Déjà, dans son deuxième film, 21 grammes (2003), Alejandro Iñárritu s’intéressait à la mort. A cet intervalle. Quand un homme n’est plus tout à fait vivant, pas encore mort, lorsque les 21 grammes, poids supposé de son âme, s’envolent, et que seule demeure cette élévation à filmer. Le réalisateur mexicain pourrait l’attester. Sur ce gros plan, Leonardo DiCaprio pèse seulement 21 grammes. Il a perdu son enveloppe corporelle, s’étiole sous nos yeux, juste avant son dernier souffle. « C’est le moment où mon film peut commencer », ajoute Alejandro Iñárritu.
Ce meurtre répondait à un contrat tacite. « Je lui avais expliqué avant le tournage : “Léo, nous allons tourner au Canada par moins 40 degrés. Tu connais la phrase d’Ernest Shackleton, le pionnier de l’exploration en Antarctique, à son équipe avant sa traversée du Pôle :“A partir d’ici, nous n’allons sans doute plus jamais pouvoir revenir chez nous.” Le froid reste une donnée secondaire, l’affronter n’est pas seulement une question d’équipement, mais un état d’esprit à adopter. Tu l’adoptes ou tu meurs. Et même si tu l’adoptes, tu peux mourir. Si tu viens, il n’y aura plus de retour en arrière possible.” » Il est venu.
· · · · ·
D'après le texte sur Alejandro Iñárritu, par quelle température le tournage au Canada allait-il se faire ?
· · · · ·
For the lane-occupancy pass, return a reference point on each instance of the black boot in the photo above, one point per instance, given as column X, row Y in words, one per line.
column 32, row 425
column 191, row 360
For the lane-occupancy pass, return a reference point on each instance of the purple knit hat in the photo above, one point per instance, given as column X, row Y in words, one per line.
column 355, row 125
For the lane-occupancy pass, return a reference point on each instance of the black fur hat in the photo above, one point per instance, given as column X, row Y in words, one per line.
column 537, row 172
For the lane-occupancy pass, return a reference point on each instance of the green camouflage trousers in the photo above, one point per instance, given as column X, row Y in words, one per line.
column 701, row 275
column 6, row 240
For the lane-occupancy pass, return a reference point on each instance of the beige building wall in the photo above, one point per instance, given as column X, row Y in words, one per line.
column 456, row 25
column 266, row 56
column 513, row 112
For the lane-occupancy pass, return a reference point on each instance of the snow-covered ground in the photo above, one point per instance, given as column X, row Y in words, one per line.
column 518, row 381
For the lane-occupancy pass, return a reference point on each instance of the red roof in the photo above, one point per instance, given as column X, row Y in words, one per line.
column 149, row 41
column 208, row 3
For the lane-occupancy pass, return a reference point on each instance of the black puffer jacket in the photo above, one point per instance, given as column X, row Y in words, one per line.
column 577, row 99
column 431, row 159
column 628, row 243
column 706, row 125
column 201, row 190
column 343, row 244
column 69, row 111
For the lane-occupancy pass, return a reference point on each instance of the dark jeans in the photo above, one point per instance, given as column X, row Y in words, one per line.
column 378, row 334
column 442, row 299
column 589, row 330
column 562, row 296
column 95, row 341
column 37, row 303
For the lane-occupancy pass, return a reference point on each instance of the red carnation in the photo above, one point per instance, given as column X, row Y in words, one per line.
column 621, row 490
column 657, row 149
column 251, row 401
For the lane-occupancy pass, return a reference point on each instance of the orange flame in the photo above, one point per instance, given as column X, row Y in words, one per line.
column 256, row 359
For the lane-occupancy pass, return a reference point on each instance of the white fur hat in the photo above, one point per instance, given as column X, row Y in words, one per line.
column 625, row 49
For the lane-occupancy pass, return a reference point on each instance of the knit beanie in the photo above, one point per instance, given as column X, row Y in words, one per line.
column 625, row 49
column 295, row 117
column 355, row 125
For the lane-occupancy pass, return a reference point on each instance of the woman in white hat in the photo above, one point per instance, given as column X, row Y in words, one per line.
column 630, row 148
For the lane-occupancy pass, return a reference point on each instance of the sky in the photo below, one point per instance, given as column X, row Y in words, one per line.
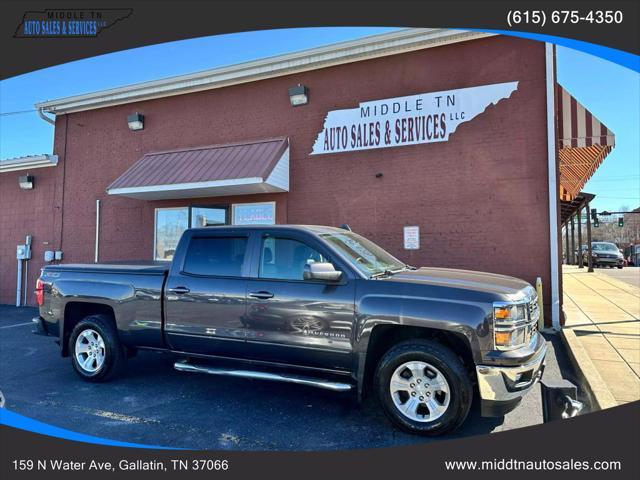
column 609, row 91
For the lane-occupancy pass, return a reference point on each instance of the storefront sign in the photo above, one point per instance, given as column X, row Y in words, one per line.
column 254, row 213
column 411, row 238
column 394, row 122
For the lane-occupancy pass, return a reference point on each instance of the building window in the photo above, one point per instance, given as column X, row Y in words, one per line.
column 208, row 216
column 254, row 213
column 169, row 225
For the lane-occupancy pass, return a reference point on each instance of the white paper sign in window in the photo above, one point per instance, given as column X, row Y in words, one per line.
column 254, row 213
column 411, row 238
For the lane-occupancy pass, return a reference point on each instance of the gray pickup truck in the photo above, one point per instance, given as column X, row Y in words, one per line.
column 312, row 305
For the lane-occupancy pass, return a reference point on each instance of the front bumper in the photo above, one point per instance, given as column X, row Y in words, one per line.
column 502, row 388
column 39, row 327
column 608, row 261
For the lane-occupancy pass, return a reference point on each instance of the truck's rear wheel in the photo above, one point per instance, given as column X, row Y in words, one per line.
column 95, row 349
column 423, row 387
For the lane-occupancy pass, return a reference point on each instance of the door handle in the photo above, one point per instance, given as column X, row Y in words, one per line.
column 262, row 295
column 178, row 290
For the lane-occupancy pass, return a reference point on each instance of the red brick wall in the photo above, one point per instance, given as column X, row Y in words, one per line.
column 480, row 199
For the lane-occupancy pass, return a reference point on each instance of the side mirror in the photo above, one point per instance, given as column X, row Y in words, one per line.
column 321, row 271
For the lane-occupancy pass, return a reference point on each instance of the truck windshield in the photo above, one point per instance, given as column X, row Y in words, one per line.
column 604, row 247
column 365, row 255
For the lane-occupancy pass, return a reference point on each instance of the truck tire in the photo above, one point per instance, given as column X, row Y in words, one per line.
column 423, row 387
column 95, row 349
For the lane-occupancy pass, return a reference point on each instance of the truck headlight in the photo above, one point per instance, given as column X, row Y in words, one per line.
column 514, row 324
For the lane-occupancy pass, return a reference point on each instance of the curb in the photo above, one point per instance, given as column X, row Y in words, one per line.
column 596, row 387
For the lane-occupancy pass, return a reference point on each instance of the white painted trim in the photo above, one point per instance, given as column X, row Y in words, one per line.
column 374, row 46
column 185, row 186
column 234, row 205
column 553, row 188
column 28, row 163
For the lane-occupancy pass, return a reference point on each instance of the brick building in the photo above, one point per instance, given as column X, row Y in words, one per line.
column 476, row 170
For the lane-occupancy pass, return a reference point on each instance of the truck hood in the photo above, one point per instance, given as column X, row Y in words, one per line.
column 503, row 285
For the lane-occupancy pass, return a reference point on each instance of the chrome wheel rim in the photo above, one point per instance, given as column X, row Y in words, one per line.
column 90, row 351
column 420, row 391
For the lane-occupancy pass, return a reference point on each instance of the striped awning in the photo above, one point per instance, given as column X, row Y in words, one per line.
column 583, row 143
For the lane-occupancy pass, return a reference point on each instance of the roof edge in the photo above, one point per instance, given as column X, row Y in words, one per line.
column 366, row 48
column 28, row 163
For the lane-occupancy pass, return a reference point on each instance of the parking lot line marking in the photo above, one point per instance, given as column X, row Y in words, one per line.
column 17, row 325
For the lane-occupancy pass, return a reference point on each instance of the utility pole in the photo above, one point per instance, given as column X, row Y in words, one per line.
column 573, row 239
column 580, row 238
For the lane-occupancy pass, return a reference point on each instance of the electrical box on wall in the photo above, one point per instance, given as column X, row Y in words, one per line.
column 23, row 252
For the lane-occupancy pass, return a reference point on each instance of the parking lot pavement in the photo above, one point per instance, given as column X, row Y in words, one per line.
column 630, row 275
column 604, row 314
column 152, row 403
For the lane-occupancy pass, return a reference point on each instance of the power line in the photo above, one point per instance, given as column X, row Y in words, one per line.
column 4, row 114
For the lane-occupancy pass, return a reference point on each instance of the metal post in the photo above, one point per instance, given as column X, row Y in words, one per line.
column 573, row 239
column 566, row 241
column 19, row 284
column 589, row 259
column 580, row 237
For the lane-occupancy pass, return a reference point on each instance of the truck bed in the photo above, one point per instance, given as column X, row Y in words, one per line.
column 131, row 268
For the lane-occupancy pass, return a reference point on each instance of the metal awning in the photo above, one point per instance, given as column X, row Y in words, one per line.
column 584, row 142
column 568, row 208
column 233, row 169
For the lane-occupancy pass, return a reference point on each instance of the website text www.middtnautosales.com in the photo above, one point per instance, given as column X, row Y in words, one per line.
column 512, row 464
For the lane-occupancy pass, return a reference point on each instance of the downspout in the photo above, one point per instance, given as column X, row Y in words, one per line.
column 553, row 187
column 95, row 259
· · · · ·
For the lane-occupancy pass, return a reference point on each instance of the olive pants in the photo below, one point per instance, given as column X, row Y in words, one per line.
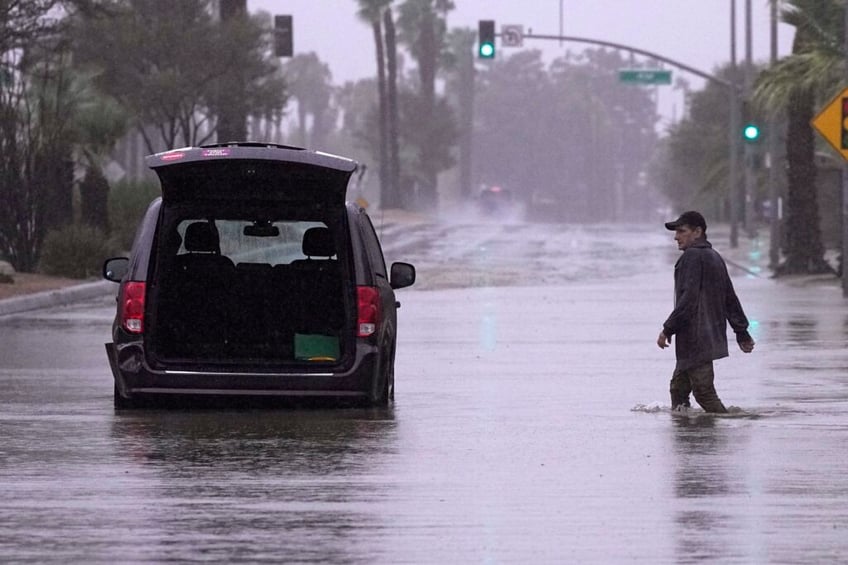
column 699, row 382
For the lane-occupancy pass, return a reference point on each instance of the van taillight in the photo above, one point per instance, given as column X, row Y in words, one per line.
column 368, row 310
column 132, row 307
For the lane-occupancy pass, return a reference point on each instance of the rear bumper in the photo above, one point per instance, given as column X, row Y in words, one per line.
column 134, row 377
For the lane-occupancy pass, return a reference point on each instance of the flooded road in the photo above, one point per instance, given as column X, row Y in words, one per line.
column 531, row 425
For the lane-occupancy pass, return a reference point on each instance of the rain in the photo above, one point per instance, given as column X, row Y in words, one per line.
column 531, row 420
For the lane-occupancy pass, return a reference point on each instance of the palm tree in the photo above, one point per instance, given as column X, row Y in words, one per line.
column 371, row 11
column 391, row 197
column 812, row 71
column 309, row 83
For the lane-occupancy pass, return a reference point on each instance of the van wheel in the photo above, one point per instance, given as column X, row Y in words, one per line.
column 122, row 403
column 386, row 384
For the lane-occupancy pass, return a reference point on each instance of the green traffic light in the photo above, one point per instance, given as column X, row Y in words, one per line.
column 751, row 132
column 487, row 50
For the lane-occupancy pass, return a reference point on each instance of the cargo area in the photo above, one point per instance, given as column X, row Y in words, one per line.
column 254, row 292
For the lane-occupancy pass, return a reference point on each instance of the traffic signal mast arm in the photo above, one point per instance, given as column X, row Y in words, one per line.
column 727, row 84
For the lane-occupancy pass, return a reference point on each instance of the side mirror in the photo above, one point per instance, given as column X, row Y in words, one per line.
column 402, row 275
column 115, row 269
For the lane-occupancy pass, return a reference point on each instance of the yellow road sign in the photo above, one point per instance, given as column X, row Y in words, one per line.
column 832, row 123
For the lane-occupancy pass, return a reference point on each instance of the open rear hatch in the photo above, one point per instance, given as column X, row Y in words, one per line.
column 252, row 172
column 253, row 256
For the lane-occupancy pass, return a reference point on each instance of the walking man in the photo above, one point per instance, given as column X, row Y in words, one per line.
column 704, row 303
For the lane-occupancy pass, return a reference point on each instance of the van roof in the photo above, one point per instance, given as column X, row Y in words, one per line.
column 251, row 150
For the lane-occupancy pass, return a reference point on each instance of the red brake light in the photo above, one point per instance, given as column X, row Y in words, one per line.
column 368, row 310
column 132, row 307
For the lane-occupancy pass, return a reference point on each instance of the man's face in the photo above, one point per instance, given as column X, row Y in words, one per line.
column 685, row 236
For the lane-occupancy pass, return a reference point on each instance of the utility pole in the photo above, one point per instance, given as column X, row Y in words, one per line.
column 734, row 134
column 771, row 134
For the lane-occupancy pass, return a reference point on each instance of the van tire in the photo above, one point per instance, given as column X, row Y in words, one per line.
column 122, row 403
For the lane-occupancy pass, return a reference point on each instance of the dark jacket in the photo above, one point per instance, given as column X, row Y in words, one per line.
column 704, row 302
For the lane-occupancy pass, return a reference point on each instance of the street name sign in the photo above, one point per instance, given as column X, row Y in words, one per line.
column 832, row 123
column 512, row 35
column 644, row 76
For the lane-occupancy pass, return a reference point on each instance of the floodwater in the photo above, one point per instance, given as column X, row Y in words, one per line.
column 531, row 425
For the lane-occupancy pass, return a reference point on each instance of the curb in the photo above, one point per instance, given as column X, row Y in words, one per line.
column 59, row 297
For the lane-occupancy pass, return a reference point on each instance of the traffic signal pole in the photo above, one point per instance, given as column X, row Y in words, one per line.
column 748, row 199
· · · · ·
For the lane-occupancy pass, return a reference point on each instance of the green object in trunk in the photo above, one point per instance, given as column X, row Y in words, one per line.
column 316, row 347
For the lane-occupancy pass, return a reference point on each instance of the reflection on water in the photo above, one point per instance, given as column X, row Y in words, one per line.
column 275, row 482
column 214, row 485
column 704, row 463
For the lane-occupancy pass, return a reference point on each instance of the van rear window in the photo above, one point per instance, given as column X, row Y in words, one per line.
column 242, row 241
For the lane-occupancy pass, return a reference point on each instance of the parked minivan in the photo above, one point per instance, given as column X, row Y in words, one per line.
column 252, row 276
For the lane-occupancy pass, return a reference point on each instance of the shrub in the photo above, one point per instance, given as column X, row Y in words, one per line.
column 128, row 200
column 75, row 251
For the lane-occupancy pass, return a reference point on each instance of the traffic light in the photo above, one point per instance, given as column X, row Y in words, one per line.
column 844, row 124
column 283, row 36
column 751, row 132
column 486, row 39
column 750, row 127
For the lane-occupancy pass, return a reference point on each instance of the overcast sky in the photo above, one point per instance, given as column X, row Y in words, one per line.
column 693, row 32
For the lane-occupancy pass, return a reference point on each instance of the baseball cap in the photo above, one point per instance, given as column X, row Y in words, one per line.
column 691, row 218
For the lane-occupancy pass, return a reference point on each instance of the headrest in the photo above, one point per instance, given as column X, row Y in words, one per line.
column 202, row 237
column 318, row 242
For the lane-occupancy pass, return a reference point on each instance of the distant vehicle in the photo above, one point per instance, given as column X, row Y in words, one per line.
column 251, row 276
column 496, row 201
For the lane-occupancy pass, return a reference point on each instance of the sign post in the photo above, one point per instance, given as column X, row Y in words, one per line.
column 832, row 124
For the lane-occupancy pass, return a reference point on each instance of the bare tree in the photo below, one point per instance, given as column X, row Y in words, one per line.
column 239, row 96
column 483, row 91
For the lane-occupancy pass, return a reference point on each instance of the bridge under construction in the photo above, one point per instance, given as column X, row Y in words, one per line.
· · · · ·
_Résultat_
Par moins 40 degrés.